Provided entries:

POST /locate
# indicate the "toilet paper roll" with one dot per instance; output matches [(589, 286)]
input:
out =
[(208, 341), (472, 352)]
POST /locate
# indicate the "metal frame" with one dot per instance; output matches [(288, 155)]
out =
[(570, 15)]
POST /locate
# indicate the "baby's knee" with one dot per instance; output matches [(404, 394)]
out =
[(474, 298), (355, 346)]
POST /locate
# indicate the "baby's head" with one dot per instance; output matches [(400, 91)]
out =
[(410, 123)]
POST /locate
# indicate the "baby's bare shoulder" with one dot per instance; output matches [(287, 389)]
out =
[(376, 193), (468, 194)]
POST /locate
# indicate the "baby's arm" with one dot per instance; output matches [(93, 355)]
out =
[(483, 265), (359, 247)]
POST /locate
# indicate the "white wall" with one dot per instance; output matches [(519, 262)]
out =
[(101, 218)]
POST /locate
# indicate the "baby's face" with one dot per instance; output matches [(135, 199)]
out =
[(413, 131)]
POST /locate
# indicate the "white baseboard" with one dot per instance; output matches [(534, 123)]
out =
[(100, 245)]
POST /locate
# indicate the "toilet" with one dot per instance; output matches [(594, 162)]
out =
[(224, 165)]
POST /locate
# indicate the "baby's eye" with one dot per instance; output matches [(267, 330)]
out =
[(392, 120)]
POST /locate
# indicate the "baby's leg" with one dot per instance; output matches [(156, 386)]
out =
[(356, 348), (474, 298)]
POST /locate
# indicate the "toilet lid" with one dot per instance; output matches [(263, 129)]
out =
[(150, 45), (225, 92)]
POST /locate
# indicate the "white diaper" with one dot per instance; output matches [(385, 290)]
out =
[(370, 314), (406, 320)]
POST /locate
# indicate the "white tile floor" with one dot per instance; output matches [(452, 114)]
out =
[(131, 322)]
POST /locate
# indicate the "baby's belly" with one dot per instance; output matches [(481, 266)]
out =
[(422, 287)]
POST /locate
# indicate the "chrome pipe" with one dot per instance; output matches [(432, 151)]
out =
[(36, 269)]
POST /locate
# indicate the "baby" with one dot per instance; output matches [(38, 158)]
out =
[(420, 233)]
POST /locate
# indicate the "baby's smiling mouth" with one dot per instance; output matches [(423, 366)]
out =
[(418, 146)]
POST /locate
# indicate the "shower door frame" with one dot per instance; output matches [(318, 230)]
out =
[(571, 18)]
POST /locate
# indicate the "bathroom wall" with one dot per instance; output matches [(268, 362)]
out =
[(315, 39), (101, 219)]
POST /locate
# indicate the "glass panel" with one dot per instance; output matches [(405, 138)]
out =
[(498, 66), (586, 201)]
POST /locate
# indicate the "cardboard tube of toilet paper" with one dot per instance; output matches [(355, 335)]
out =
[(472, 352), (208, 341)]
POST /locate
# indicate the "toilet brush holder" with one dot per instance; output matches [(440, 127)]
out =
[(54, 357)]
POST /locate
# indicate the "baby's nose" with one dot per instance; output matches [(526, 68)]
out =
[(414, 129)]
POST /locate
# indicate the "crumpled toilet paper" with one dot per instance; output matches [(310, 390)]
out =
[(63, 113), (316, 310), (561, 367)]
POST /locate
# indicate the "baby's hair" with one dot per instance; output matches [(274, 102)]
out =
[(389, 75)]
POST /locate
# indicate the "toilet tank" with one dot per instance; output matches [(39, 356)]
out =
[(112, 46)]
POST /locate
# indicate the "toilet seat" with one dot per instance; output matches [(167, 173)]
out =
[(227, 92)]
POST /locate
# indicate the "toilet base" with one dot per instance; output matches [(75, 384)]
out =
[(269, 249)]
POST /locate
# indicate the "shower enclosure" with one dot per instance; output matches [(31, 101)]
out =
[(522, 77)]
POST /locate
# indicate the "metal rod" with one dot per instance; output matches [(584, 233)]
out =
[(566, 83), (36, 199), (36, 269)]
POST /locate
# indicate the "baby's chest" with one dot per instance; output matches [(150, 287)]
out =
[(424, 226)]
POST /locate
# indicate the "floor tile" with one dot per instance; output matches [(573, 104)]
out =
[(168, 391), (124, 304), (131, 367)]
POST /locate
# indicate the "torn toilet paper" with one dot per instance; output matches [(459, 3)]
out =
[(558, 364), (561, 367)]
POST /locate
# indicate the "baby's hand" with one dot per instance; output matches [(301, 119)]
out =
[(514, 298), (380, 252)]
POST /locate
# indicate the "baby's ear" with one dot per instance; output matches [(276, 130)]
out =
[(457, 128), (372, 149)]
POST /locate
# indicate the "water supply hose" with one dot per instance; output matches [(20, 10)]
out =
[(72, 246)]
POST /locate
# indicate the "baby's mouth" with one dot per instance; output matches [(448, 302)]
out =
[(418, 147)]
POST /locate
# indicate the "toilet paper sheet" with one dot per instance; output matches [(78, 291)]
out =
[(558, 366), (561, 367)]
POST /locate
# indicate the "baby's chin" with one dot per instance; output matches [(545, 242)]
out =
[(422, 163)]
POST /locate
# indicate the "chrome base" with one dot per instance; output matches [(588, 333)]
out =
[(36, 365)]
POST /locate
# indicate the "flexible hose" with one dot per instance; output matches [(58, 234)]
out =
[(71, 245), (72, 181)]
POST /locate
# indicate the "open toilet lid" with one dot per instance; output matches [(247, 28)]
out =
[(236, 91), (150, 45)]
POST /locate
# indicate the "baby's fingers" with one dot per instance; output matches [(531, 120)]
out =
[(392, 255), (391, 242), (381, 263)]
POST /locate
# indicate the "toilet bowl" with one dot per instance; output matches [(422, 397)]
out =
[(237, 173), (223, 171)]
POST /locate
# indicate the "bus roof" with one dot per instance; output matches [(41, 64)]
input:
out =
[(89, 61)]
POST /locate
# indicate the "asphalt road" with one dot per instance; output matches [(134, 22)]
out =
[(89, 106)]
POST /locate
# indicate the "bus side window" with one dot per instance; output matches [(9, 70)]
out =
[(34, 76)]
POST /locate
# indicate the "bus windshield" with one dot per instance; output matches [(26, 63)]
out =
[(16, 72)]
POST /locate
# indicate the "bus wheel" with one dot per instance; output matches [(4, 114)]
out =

What to do: Can you rewrite the data from its start through the line containing "[(376, 193), (468, 194)]", both ends included, scaling every coordinate in the answers by 0.45 and rounding to whole numbers with halves rounded up? Copy all other lines unchanged, including the sample coordinates after "output matches".

Exercise answer:
POST /locate
# indicate the "toilet paper roll" with one dot per instance; output matches [(589, 286)]
input:
out =
[(94, 153), (212, 158)]
POST /locate
# indicate the "metal frame" with one dot per instance; output matches [(288, 155)]
out =
[(257, 7)]
POST /locate
# indicate the "baby's knee" with one dot per instance; output matches [(404, 394)]
out =
[(213, 134), (160, 156)]
POST /locate
# indicate the "baby's head" with one dot per instance; output matches [(400, 91)]
out =
[(185, 55)]
POST /locate
# indicate the "baby's bare shoulder" with one dot per instance; output matches [(287, 389)]
out =
[(169, 87), (211, 87)]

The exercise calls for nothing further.